Text to read:
════════
Thursday, April 19, 2012

“Those kids were so smart”….BSC # 105: Stacey the Math Whiz

Memory Reaction

I didn’t read this one until now, so no memory is applicable this time.

Revisited Reaction

Stacey gets asked to join the school “Mathletes” team because she’s just so smart and the head of the math department thinks she can help them win the state championship. At first she thinks it’s too dorky, but the rest of the BSC convinces her to join. Because all 13-year-old girls are accepting of everything their friends do. At this point, there’s only about a month left in the season, so she just has to go to some informal practice sessions and the meets, which are mostly on the weekends. For some reason, doing math on the weekends is a positive thing and it helps convince Stacey to join. And because these girls can never just be average at anything, Stacey becomes the star of the team and helps them win meet after meet. Woohoo!
════════
Supplied records:
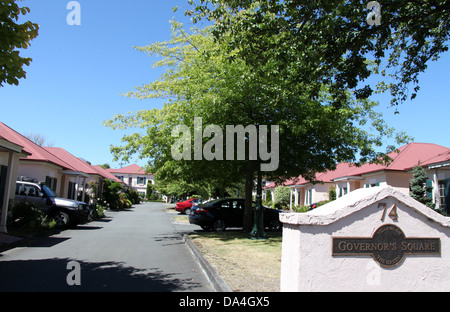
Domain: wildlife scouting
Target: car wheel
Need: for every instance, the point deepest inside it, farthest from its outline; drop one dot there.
════════
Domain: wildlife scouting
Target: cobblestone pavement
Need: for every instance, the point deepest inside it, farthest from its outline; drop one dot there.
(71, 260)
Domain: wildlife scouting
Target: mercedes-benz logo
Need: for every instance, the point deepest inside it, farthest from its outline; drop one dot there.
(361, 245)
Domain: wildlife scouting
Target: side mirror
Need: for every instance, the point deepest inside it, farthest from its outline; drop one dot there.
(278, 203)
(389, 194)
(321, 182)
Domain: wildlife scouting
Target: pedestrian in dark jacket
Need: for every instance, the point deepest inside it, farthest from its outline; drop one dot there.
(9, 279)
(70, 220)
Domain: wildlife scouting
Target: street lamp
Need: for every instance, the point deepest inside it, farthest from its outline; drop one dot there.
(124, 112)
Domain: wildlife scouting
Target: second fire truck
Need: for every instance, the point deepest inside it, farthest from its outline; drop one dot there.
════════
Exercise set:
[A] From the "Revisited Reaction" section of the Stacey the Math Whiz review, list every person or group named as taking part in the story.
[B] Write the next few sentences of the review of Stacey the Math Whiz, continuing from its last sentence.

Final results:
[A]
Stacey
The school "Mathletes" team
The head of the math department
The rest of the BSC

[B]
Meanwhile, her workaholic father loses his job, or was “down-sized” as he puts it. So, he decides to start spending all his spare time with Stacey in Stoneybrook. At first Stacey’s excited about this, but she starts to feel a bit pressured to keep saying yes to whatever he asks her to do. And I apparently have a twisted, dirty mind because that sentence seems so wrong to me. But anyway, when he calls saying he has tickets to a U4Me concert, Stacey’s psyched, until she realizes it’s the same night as the state championship meet (or, part 1 of a series of 3 meets.) She can’t decide what to do, but decides to go with “family” over the team. Then she feels guilty, especially after another star player gets sick and can’t compete. She’s worried about telling her dad she can’t go to the concert. When she does, he totally understands, because he’s an adult and understands what a commitment is. He also had no idea it was the same night as the meet, which makes me question whether he was planning to attend like he told Stacey. But, she somehow doesn’t think of this.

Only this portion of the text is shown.